*** Records for processing ***

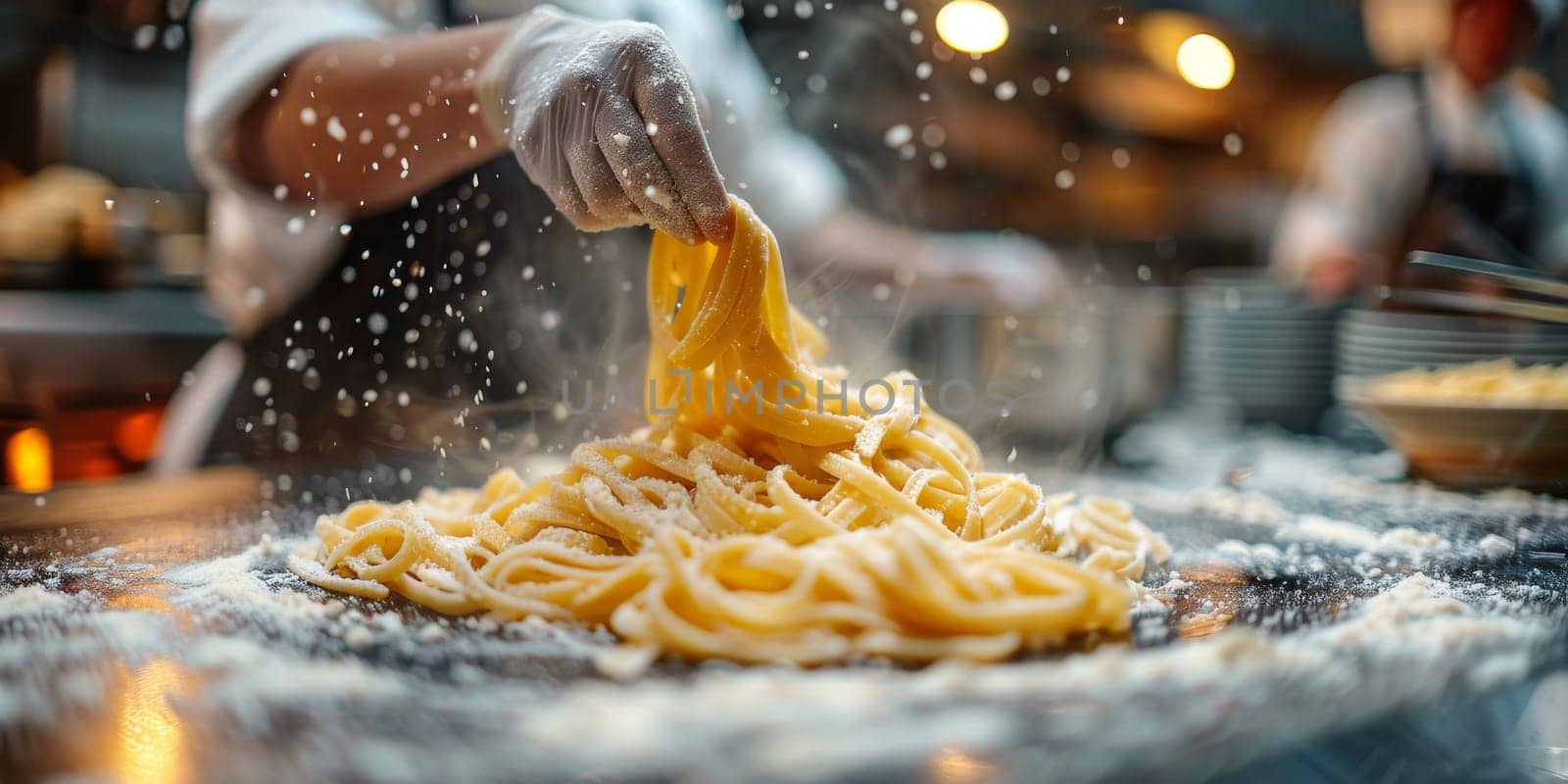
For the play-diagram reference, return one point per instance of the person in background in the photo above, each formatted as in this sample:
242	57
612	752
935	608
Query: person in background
1455	157
370	167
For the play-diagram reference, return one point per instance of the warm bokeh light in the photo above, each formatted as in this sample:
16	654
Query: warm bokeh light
137	436
151	745
971	25
1204	62
28	462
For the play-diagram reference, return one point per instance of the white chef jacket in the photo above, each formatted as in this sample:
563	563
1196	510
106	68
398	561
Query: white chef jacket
264	259
267	253
1371	164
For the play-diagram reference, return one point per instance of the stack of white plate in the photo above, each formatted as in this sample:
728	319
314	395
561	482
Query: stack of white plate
1258	349
1374	342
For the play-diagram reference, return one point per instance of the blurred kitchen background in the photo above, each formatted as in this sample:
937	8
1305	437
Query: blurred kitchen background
1141	140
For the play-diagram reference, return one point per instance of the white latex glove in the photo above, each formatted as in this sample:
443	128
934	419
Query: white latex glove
604	120
1016	271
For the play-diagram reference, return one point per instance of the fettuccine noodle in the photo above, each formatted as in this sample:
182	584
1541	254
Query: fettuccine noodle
1494	383
797	525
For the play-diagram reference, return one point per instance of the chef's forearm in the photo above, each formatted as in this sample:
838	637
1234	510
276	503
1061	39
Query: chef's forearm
368	124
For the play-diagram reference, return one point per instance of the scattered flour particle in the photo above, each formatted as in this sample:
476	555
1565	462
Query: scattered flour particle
358	637
1494	546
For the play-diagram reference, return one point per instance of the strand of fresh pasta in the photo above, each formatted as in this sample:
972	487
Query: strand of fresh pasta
799	525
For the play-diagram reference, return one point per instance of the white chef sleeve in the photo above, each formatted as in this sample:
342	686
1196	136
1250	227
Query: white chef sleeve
1363	176
264	253
786	176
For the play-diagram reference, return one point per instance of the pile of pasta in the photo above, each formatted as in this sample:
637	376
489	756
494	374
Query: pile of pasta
1494	383
792	529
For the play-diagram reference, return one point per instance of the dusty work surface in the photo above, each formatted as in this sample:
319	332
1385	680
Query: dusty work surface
1317	615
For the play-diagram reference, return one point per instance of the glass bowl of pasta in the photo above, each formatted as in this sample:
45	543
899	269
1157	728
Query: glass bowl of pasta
1478	425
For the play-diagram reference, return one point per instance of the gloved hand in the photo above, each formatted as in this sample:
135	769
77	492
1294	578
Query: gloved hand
1018	273
604	120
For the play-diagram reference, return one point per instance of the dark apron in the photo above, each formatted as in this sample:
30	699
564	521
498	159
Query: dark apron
444	329
462	328
1466	212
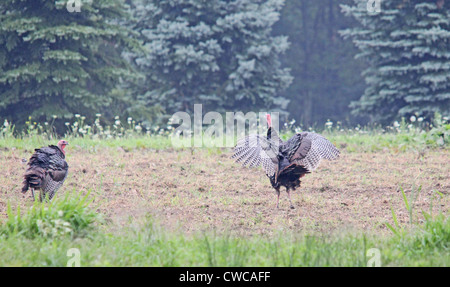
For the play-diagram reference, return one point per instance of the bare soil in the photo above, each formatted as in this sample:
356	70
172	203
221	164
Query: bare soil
199	189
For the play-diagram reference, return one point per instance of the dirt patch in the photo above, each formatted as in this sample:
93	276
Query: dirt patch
203	190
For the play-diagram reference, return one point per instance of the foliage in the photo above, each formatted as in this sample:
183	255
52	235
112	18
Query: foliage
407	45
218	53
326	76
70	216
56	63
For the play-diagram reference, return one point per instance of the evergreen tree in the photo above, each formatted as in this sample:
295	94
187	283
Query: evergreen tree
219	53
326	75
57	61
408	47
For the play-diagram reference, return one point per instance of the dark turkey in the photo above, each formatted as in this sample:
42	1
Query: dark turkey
47	170
284	162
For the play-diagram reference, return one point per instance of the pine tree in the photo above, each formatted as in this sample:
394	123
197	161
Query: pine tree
407	45
218	53
57	61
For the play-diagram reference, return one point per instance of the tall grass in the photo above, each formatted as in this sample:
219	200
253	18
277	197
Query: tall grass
147	245
69	216
400	136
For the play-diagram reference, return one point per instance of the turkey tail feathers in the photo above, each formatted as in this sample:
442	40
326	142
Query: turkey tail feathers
33	178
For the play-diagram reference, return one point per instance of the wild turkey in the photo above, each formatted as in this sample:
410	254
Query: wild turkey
284	162
47	170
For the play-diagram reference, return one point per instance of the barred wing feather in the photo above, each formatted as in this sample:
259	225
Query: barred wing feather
256	150
321	148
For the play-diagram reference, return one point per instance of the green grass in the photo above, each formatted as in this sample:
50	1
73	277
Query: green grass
147	244
42	235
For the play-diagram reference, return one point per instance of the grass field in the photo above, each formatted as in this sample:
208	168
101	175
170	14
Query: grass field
139	202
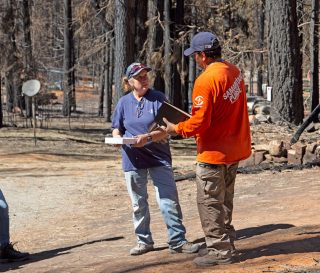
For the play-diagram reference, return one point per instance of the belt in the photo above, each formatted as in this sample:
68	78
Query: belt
206	165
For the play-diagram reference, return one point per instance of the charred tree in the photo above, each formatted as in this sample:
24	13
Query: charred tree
27	52
284	61
120	62
68	62
167	52
314	56
260	44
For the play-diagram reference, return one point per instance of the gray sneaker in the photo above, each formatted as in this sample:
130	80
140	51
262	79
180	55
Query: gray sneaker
204	251
140	249
186	248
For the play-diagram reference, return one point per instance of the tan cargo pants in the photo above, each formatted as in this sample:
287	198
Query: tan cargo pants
215	192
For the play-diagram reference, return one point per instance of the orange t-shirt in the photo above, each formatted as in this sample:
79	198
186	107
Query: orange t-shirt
219	119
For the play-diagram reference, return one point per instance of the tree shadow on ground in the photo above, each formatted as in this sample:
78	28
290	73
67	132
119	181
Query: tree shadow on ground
48	254
254	231
290	247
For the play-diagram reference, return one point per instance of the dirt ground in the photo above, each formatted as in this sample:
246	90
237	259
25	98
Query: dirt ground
69	208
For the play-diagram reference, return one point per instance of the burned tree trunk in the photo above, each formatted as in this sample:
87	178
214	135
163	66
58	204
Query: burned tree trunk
120	46
68	61
167	52
284	62
314	56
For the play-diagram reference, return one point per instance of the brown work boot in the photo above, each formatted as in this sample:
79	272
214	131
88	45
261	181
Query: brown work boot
186	248
140	249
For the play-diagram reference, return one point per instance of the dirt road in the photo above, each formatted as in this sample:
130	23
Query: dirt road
69	208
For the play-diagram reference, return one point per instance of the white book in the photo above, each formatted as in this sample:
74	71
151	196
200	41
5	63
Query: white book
120	140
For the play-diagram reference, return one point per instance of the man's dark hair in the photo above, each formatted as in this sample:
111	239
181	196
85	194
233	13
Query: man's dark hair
214	54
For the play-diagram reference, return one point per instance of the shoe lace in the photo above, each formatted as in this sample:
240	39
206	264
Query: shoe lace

*** End of Records for processing ***

> **Exercise**: All the lines above should be reproduced exactly, and none of the pictures.

> **Output for this task**:
For the play-diagram reference, return one point per instance of the person in background in the photo above, each formatted as in this sample:
242	57
612	752
935	608
Query: person in background
1455	157
370	167
For the play-diagram reference, return one point per instance of the warm bokeh light in the photo above, each formatted as in this sample:
16	654
Query: warm bokeh light
137	436
151	745
971	25
1204	62
28	462
For the play-diagram reference, return one point per instance of the white chef jacket in the photo above, each formatted as in this sample:
563	563
1196	510
106	68
398	561
Query: white chef jacket
264	259
267	253
1371	164
For the play-diagram reference, return one point per instance of the stack of white plate in the photo above, each formatted as in this sample:
728	319
314	395
561	482
Query: stack of white plate
1258	349
1374	342
For the play-diagram reference, return one point per instance of the blurred kitchen background in the photo above, each formatted as in this sample:
937	8
1305	437
Query: blurred kitchen background
1141	140
For the play-diagram reference, return one point per instance of the white latex glove in the photo above, each formatted as in this sample:
443	128
934	419
Query: white latex glove
604	120
1016	271
For the play-diagram reference, return one point per instance of the fettuccine noodle in the photo above, each formatted as in this sample:
182	584
1541	254
Query: fettuccine noodle
1494	383
797	525
For the play-diagram reference, return one point per instance of the chef's forearm in the photo above, each formatted as in this sample:
838	637
1234	510
276	503
1061	39
Query: chef's forearm
368	124
For the play-diagram reference, return one point per instance of the scattered flour particle in the photo above, each formatted as in this sample:
476	555
1565	462
Query: scattered flour particle
358	637
1494	546
For the play-diagram reference, return one point per instance of the strand of fresh pasta in the photo above, each formatted as in this sample:
972	487
Query: strand of fresh pasta
799	525
For the play-diagram reference, return one point per instance of the white chef sleeve in the photo above, each formatted as in this sample:
342	686
1196	136
1250	227
Query: white chef sleeve
1363	176
264	253
786	176
For the play-diagram reference, return one point per instance of the pile of pasta in the photo above, each formatted as in this sample:
637	376
489	756
494	374
Query: pile of pasta
1494	383
792	529
For the play-diagram reference, return one point per instance of the dusty work surface in the photo above, each formatted as in this sample:
319	332
1385	680
Query: dusty work surface
1317	615
For the play-diagram reference, return one point per instance of the glass bowl of pasta in the photo above, each formatted as in this sample:
45	543
899	269
1157	728
Query: glass bowl of pasta
1478	425
For the play-diagram reference, return one point per instance of the gloved hand in the photo above, each formatted as in this sample:
135	769
77	492
1294	578
Query: gloved hand
1018	273
604	120
For the play-diagram reference, return one point per instance of the dark apron in the photo above, each formatted as in this sample:
30	699
564	521
498	159
Query: dark apron
444	329
462	328
1466	212
For the play-diagram reference, return one point per instance of the bare soil in the photo above, each formatted as in this sample:
356	70
172	203
221	164
Query: bare soil
199	189
For the play-diagram reference, return one point per instance of the dirt patch in the photo above, each formatted as in this sample:
93	276
Query: dirt patch
203	190
For the play-diagram reference, return one point per instance of the foliage in the photo above, each formatted as in this sample:
183	255
52	235
112	18
Query: foliage
407	45
218	53
326	76
70	216
56	63
For the play-diagram reference, return one point per instance of the evergreen tree in the photo above, each formatted as in this sample:
295	94
187	283
Query: evergreen tree
219	53
326	75
57	61
408	47
For the play-diagram reference, return one point per instance of the dark turkey in the photo above, each formatted as in this sample:
42	1
Query: dark turkey
47	170
284	162
For the play-diagram reference, return one point per instance of the pine tree in the photo above, each formatted as in this sample:
394	123
197	161
Query: pine tree
407	45
218	53
57	61
For the play-diagram reference, return one point per instance of the tall grass in the photo above, each formatted as in this sample:
219	200
253	18
277	197
Query: tall grass
147	245
69	216
400	136
For the play-diagram reference, return one point per instance of the turkey tail feathers in the photo above, each formatted as in this sample:
442	40
326	142
Query: turkey tail feathers
33	178
For the play-diagram reference, return one point per instance of the wild turkey in the photo above, each formatted as in this sample:
410	254
Query: wild turkey
284	162
47	170
For the play-diagram reference, return one point per instance of the barred wing feather in the photo above, each formatted as in this sample:
259	225
Query: barred wing feather
256	150
321	148
For the play-diagram reference, return one point per instance of the green grass in the photo above, each formatted as in this sample:
50	1
73	277
Query: green grass
147	244
42	235
For the play-diagram reference, return one point per instance of the grass field in the photo above, each formatted as in this sample:
208	168
101	175
170	14
Query: grass field
139	202
For the play-diagram reference, return one point per instance of the belt in the photo above, each formatted as in this sample:
68	78
Query: belt
206	165
For the play-diagram reference, return one point per instance of the charred tree in the photo above, each formatted as in this sample:
24	13
Query: charred tree
27	52
284	61
120	62
68	62
167	52
314	56
260	44
For the play-diagram reference, return one point per instance of the gray sneaker in the photo above, each formatted as in this sample:
130	80
140	51
262	79
180	55
Query: gray sneaker
204	251
140	249
186	248
For the play-diagram reference, return one point per instance of the tan cargo pants in the photo above, each formatted as in this sample:
287	198
Query: tan cargo pants
215	192
For the play-diagram reference, return one point per instance of the orange t-shirt in the photo above, each formatted as in this sample:
79	198
186	107
Query: orange t-shirt
219	119
For the play-diagram reference, return one point per instance of the tree shadow on ground in the photo above, each formatted as in this sample:
78	28
290	73
67	132
119	181
Query: tree shadow on ground
48	254
254	231
290	247
For the play-diagram reference, return one point per instance of the dirt ground in the photo above, each formatted as in this sample:
246	90
237	259
25	98
Query: dirt ground
69	208
For the play-diagram reference, return one point per instance of the burned tree trunk in the photo above, each formatted as in this sample:
87	178
214	135
163	66
58	204
Query: burned tree trunk
120	46
68	61
167	52
284	62
314	56
For the play-diagram reference, return one point per instance of the brown work boot in the photo above, each formatted as in this sample:
79	272
214	131
88	45
261	181
Query: brown work boot
186	248
140	249
For the play-diagram reference, return one point per instance of the dirt road in the photo above, each formatted as in this sample:
130	23
Query: dirt road
69	208
For the play-diagram reference, return one point per instance of the white book in the photo above, each formatted as in this sample:
74	71
151	196
200	41
5	63
Query: white book
120	140
For the play-diagram reference, return one point per instance of the man's dark hair in the photo above, each formatted as in this sample:
111	239
181	196
85	194
233	13
Query: man's dark hair
214	54
For the play-diagram reference, return one point per instance of the shoe lace in the photo above, each formatted as in this sample:
240	39
206	264
Query: shoe lace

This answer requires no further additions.